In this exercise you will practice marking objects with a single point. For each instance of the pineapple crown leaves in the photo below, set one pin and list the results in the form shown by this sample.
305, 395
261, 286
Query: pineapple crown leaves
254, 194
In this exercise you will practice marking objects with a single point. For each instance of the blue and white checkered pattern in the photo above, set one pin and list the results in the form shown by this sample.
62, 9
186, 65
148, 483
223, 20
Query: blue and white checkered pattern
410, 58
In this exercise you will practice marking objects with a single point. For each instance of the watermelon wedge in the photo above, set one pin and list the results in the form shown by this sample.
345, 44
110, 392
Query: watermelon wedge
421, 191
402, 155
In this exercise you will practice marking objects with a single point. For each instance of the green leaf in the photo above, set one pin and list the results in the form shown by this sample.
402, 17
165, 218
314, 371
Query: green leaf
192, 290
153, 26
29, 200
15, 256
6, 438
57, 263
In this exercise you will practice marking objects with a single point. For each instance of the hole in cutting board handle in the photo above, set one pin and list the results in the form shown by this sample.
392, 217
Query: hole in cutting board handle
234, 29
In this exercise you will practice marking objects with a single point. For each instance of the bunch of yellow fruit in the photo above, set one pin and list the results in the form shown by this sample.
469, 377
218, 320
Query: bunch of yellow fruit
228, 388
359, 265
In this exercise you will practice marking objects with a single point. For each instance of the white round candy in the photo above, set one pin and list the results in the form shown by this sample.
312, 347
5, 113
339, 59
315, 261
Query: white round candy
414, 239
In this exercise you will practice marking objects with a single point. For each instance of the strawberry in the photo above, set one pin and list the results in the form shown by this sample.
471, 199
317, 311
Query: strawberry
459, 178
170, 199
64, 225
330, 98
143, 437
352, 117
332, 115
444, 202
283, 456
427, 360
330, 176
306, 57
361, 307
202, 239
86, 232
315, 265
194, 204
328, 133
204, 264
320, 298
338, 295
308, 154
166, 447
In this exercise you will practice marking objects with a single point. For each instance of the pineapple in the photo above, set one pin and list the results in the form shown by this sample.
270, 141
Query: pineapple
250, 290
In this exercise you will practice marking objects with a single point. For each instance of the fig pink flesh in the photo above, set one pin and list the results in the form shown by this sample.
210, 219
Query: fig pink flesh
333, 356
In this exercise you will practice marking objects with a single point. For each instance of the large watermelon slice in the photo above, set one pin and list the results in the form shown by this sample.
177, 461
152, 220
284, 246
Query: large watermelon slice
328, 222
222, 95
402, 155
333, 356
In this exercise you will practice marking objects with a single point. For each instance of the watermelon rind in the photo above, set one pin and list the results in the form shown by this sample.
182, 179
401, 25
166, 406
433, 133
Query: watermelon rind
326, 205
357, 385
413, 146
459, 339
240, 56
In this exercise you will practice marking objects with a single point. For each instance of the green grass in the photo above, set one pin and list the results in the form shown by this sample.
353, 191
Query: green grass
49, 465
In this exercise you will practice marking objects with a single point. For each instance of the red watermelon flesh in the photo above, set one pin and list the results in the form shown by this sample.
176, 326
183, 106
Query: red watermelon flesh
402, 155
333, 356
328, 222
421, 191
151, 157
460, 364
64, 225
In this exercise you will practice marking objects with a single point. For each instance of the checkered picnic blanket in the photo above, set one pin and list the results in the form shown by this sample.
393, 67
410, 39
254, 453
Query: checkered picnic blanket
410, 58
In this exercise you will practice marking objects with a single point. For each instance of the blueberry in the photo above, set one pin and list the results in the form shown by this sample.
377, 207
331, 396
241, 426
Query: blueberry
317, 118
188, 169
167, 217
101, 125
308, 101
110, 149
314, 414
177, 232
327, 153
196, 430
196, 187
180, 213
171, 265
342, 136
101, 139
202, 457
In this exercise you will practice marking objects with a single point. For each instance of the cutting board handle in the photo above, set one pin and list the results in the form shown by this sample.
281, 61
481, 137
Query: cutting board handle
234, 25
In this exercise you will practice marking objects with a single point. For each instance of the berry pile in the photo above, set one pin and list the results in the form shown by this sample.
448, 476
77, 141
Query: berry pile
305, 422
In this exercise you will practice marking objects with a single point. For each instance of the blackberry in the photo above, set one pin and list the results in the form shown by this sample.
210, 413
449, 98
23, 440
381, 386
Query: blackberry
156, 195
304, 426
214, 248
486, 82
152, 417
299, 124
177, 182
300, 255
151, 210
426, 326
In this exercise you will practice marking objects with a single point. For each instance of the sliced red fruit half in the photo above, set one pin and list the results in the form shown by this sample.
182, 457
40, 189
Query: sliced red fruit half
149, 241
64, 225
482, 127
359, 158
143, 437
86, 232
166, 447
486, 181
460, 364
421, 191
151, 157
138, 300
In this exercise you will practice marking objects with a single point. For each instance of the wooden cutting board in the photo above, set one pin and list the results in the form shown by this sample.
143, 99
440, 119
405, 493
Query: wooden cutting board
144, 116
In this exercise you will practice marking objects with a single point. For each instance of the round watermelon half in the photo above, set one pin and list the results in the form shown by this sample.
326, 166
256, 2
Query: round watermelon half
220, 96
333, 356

* * *

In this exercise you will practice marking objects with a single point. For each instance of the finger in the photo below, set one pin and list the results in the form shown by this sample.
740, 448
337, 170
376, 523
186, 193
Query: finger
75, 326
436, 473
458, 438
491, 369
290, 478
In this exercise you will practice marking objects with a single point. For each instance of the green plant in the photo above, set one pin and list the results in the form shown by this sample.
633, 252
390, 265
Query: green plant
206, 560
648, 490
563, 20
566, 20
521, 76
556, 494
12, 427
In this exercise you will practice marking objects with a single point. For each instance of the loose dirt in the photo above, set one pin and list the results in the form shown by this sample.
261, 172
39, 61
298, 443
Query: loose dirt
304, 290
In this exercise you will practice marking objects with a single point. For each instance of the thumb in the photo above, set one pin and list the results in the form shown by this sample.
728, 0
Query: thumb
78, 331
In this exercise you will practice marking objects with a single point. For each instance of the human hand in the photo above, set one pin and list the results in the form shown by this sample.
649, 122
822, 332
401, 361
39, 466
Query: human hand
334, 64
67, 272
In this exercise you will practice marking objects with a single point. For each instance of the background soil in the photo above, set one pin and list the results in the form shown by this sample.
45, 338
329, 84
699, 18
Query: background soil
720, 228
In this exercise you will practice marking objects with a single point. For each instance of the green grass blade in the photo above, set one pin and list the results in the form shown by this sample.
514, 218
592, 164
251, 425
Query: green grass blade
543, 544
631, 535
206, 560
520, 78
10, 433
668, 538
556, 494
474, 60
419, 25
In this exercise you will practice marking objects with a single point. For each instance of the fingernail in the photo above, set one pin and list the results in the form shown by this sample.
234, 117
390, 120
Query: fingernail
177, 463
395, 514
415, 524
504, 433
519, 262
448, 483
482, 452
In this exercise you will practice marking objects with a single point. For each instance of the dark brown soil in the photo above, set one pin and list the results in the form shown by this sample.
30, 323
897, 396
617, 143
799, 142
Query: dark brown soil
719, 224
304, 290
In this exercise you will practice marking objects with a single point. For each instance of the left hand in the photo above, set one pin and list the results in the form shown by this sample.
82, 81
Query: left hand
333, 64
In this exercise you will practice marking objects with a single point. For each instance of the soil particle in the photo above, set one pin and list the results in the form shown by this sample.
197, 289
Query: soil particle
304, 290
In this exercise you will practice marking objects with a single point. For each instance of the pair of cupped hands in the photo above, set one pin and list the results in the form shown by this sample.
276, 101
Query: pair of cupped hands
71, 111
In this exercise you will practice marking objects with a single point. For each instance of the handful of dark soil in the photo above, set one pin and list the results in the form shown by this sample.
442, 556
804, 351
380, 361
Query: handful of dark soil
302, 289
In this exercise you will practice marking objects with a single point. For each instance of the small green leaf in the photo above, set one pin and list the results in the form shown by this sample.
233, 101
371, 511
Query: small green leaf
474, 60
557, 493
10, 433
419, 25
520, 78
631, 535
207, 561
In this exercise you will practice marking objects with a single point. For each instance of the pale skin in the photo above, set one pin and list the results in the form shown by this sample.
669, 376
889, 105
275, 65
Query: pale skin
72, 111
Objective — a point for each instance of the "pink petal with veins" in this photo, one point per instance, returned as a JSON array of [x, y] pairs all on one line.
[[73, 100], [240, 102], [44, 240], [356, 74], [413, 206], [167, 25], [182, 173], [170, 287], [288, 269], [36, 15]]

* * *

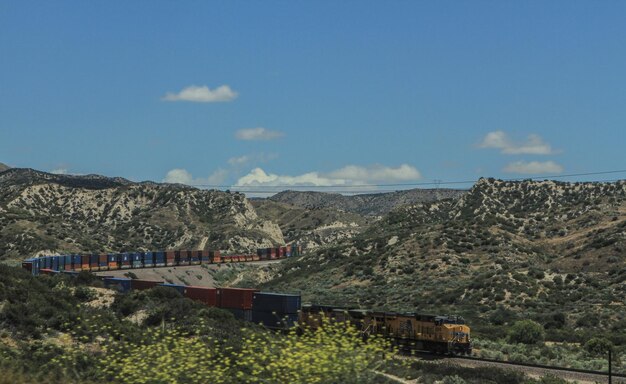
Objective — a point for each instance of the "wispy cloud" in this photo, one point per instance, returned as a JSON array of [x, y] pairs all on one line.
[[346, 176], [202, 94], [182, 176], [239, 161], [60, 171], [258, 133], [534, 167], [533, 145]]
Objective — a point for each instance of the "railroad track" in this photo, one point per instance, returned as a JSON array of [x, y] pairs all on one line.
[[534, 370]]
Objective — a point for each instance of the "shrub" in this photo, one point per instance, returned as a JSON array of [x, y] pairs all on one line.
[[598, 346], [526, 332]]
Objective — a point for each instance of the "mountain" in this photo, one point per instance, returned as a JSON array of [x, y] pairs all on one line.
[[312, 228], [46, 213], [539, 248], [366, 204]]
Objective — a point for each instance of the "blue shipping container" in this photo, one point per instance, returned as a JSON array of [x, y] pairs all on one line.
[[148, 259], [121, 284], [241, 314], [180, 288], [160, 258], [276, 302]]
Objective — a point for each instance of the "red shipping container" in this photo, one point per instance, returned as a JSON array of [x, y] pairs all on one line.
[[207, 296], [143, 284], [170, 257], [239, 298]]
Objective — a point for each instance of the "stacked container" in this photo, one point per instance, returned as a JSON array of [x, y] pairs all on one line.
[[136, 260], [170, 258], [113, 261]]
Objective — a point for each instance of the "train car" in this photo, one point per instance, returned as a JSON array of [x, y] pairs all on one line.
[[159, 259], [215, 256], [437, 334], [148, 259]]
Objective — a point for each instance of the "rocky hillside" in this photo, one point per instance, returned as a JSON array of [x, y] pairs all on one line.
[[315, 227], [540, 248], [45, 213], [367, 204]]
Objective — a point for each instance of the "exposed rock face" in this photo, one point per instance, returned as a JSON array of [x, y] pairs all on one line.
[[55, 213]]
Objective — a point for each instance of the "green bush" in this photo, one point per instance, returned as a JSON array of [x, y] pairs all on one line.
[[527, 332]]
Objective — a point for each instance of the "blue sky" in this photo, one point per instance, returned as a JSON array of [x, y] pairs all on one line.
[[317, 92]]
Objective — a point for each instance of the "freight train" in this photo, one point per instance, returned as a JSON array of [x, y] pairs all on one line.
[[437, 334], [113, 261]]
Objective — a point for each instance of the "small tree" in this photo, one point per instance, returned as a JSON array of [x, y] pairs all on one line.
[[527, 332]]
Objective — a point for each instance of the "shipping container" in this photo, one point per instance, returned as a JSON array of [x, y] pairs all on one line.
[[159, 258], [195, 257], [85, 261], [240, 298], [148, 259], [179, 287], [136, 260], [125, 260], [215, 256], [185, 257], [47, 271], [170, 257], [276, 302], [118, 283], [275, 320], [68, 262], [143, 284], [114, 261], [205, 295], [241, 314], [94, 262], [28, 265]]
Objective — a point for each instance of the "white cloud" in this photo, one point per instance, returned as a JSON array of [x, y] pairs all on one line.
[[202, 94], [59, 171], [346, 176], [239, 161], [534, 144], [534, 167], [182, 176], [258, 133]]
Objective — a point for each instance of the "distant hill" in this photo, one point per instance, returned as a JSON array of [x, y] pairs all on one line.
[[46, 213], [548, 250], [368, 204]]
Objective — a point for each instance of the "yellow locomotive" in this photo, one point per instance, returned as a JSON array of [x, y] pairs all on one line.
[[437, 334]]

Directions for this task: Count the lines in the records above that contain the word "pale", and give only the number.

In response: 2